_WHAT IS BEING ASKED_: Pick out every line in the rows that follow that contains the string "below", and copy each one. Case matters.

_INPUT ROWS_:
____________
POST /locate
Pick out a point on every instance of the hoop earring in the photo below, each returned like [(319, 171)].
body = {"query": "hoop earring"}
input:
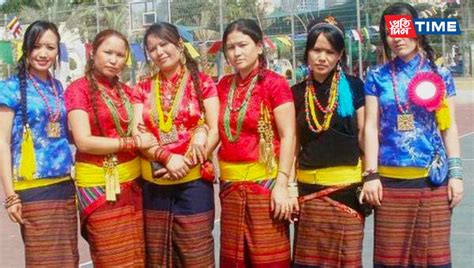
____________
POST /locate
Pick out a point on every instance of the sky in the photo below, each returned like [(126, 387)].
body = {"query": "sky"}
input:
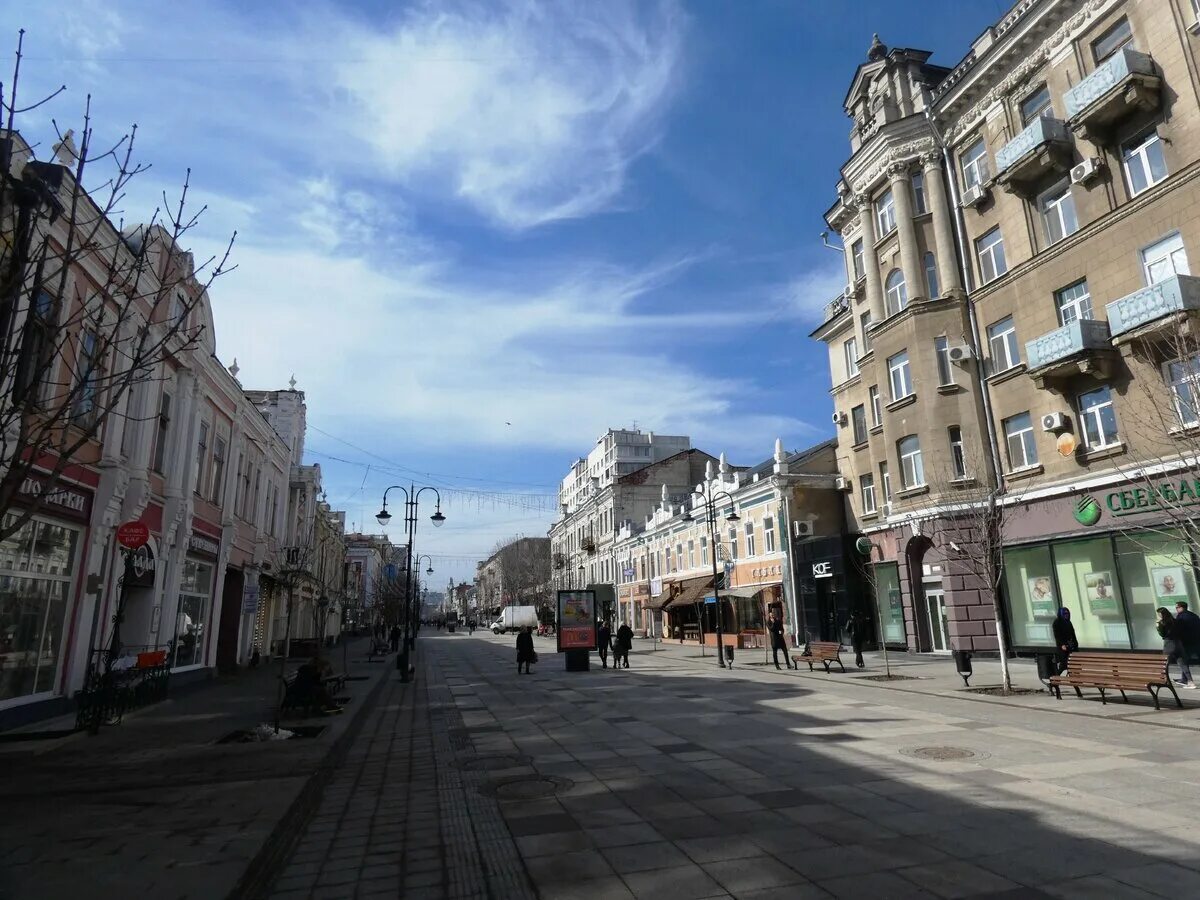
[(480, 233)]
____________
_SOLUTION_:
Pick out a point on every instance of the hoop earring in the photo below, each returned like [(319, 171)].
Pick out a point on every instance of the sky in the photo below, each returned like [(126, 387)].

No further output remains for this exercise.